Instructions for the task:
Start to finish, copy the data exactly.

::::::::

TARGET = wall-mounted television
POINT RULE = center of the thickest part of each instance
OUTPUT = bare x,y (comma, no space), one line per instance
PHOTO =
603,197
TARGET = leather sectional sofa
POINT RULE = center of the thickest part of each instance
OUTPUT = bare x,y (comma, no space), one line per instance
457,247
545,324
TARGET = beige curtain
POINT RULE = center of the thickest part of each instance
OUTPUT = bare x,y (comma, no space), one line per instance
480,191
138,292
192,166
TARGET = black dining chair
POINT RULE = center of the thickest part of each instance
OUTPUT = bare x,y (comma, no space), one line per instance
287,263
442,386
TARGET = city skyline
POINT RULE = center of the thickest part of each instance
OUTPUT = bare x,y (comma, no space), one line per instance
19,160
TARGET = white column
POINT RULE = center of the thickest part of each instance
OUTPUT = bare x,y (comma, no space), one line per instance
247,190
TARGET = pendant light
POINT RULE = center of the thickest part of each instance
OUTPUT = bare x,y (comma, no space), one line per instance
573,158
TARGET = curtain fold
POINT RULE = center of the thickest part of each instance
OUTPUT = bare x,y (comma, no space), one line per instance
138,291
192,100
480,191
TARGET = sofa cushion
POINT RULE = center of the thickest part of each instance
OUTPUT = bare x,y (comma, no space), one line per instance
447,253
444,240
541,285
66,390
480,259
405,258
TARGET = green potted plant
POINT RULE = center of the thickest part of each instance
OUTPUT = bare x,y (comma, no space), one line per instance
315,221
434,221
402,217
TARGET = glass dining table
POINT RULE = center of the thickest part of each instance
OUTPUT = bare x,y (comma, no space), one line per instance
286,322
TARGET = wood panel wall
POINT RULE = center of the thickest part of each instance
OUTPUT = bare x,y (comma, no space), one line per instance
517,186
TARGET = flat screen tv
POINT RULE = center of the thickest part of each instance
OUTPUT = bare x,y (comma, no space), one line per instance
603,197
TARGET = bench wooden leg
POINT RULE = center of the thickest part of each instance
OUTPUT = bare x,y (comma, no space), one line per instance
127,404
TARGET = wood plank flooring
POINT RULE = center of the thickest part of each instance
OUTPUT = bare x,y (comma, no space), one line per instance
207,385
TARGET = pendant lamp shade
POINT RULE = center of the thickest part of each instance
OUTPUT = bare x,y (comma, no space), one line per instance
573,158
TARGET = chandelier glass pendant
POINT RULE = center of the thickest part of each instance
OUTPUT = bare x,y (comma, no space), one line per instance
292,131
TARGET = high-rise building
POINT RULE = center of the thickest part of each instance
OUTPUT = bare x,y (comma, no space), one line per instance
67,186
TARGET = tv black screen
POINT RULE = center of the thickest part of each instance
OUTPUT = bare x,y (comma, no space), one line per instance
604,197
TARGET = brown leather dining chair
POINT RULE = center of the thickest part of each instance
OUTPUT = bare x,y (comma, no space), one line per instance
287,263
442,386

::::::::

Answer to this exercise:
TARGET = wall-mounted television
POINT RULE = center of the thickest part of each instance
OUTPUT = bare x,y (comma, no space), one line per instance
PHOTO =
603,197
TARGET = leather sectional sofa
POINT RULE = center of the thickest part of each instance
OUTPUT = bare x,y (comma, no space), one line per instance
457,247
545,324
TARGET = beige curtain
POINT RULE = center of the thickest part of each instance
OUTPUT = bare x,y (comma, no space), one line per instance
480,191
138,292
192,166
TARGET = black dining chair
POINT RULE = center of the thickest part of each instance
OUTPUT = bare x,y (comma, no space), one line per instance
287,263
442,386
TARGET = city skyline
POINT RULE = center of the thickest part of each instance
OUTPUT = bare x,y (comma, no space), one line per instance
19,160
TARGET = white column
POINT RULE = center of the thickest part of each instance
OUTPUT = bare x,y (comma, no space), one line per instance
247,190
TARGET = pendant light
POINT RULE = center of the thickest part of each instance
OUTPUT = bare x,y (comma, no space), one line per instance
573,158
TARGET = curtain fold
POINT RULE = center of the thickest part of each instance
OUTPUT = bare x,y (comma, no space), one line per instance
138,291
192,100
480,191
TARGET = sofa cushion
POINT RULE = center of the thickest part of each instance
OUTPUT = bare x,y (comma, no space), one line per instance
447,253
444,240
541,285
66,390
480,259
405,258
TARGET = green potted plant
POINT RULE = center of the thickest part of each instance
OUTPUT = bare x,y (comma, no space), one line per instance
315,221
434,221
402,217
TARGET = glass dining table
POINT RULE = center of the thickest part of each instance
OUTPUT = bare x,y (comma, no space), one line per instance
286,322
TARGET = wood panel wall
POINT RULE = center of the thickest part of each instance
OUTPUT = bare x,y (comma, no space), one line per instance
517,186
TARGET = flat screen tv
POINT RULE = center of the thickest part of each instance
OUTPUT = bare x,y (comma, no space), one line per instance
603,197
TARGET = bench wooden leg
POINT RULE = center of the thickest part of each instance
OUTPUT = bare x,y (comma, no space), one line per instance
127,404
TARGET = wood plank flooring
POINT RULE = center of the thickest part of each instance
OUTPUT = bare x,y (comma, no space), one line per instance
207,385
TARGET = pendant lamp shade
POINT RULE = center of the thickest part of each instance
OUTPUT = bare x,y (comma, no space), one line per instance
573,158
TARGET = chandelier glass pendant
POINT RULE = center of the thickest part of each instance
OUTPUT = bare x,y (comma, no space), one line per instance
292,131
TARGET = high-rise building
POINT RULE = center of the thickest part of each instance
OUTPUT = bare x,y (comma, no space), one line per instance
67,186
TARGET = tv black screen
POINT RULE = center of the thickest part of each instance
OUTPUT = bare x,y (comma, no space), one line per instance
604,197
TARGET = brown leather dining chair
POINT RULE = center of the thickest part of each instance
OUTPUT = bare x,y (comma, no space), one line per instance
287,263
442,386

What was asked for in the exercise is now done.